## [Aim of the task]
Convert the material below into a Markdown table with the columns Row and Line. Begin at the line that contains "Trace pine tree.", continue through the end of the material, number each row, and omit blank lines.

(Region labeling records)
======
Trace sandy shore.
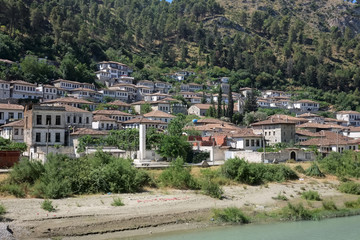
[0,179,352,239]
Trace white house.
[0,79,10,99]
[10,80,43,99]
[293,99,320,112]
[0,119,24,142]
[336,111,360,126]
[143,110,175,123]
[0,103,24,125]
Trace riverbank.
[0,174,357,239]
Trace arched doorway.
[290,151,296,161]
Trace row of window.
[35,132,61,143]
[15,85,35,92]
[0,112,22,120]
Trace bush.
[1,184,26,198]
[301,190,321,201]
[320,151,360,178]
[305,163,325,177]
[41,199,56,212]
[338,182,360,195]
[0,204,6,216]
[9,159,45,184]
[294,165,305,174]
[213,207,250,224]
[221,158,298,185]
[111,198,125,207]
[281,203,313,221]
[345,198,360,208]
[158,158,199,189]
[322,201,338,211]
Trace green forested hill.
[0,0,360,109]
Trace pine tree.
[217,86,222,118]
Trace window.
[46,115,51,125]
[55,115,61,125]
[35,133,41,142]
[36,115,42,125]
[45,133,51,142]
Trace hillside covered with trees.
[0,0,360,110]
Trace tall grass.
[221,158,298,185]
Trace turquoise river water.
[142,216,360,240]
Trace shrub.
[305,163,325,177]
[301,190,321,201]
[221,158,298,185]
[339,182,360,195]
[158,158,199,189]
[213,207,250,224]
[10,159,44,184]
[281,203,312,221]
[41,199,56,212]
[1,184,26,198]
[0,204,6,216]
[320,151,360,178]
[322,201,338,211]
[111,198,125,207]
[272,193,288,201]
[345,198,360,208]
[294,165,305,174]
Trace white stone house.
[290,99,320,112]
[143,110,175,123]
[0,119,24,142]
[92,115,118,130]
[0,79,10,99]
[336,111,360,126]
[0,103,24,125]
[10,80,43,99]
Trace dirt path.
[0,179,348,239]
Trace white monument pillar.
[138,124,146,162]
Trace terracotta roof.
[296,129,320,137]
[53,78,81,84]
[300,131,359,146]
[10,80,36,87]
[93,115,116,122]
[0,103,24,111]
[251,118,296,126]
[64,105,90,113]
[70,128,108,135]
[296,99,318,103]
[0,59,15,64]
[268,114,309,122]
[192,103,212,110]
[43,97,94,104]
[107,100,131,107]
[228,128,262,138]
[297,122,346,129]
[297,113,320,118]
[0,119,25,128]
[123,117,167,125]
[336,111,360,114]
[144,110,175,118]
[92,110,132,116]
======
## [Written answer]
| Row | Line |
|---|---|
| 1 | Trace pine tree. |
| 2 | [217,86,222,118] |
| 3 | Trace window. |
| 4 | [46,115,51,125] |
| 5 | [55,115,61,125] |
| 6 | [35,133,41,142] |
| 7 | [36,115,42,125] |
| 8 | [45,133,51,142] |
| 9 | Trace hillside covered with trees. |
| 10 | [0,0,360,110] |
| 11 | Trace tall grass. |
| 12 | [221,158,298,185] |
| 13 | Trace turquoise river water. |
| 14 | [142,216,360,240] |
| 15 | Trace shrub. |
| 16 | [305,163,325,177] |
| 17 | [301,190,321,201] |
| 18 | [221,158,298,185] |
| 19 | [339,182,360,195] |
| 20 | [158,158,199,189] |
| 21 | [213,207,250,224] |
| 22 | [10,159,44,184] |
| 23 | [281,203,312,221] |
| 24 | [41,199,56,212] |
| 25 | [1,184,26,198] |
| 26 | [0,204,6,216] |
| 27 | [320,151,360,178] |
| 28 | [322,201,338,211] |
| 29 | [111,198,125,207] |
| 30 | [272,193,288,201] |
| 31 | [345,198,360,208] |
| 32 | [294,165,305,174] |
| 33 | Trace white stone house. |
| 34 | [290,99,320,112] |
| 35 | [143,110,175,123] |
| 36 | [0,119,24,142] |
| 37 | [92,115,118,130] |
| 38 | [0,79,10,99] |
| 39 | [336,111,360,126] |
| 40 | [0,103,24,125] |
| 41 | [10,80,43,99] |
| 42 | Trace dirt path. |
| 43 | [0,179,348,239] |
| 44 | Trace white monument pillar. |
| 45 | [138,124,146,162] |
| 46 | Trace terracotta roof. |
| 47 | [296,129,320,137] |
| 48 | [53,78,81,84] |
| 49 | [300,131,359,146] |
| 50 | [10,80,36,87] |
| 51 | [93,115,116,122] |
| 52 | [0,103,24,111] |
| 53 | [251,118,296,126] |
| 54 | [64,105,90,113] |
| 55 | [70,128,108,135] |
| 56 | [296,99,318,103] |
| 57 | [0,59,15,64] |
| 58 | [268,114,309,122] |
| 59 | [192,103,212,110] |
| 60 | [43,97,94,104] |
| 61 | [107,100,131,107] |
| 62 | [228,128,262,138] |
| 63 | [297,122,346,129] |
| 64 | [297,113,320,118] |
| 65 | [0,119,25,128] |
| 66 | [123,117,167,125] |
| 67 | [336,111,360,114] |
| 68 | [144,110,175,118] |
| 69 | [92,110,132,116] |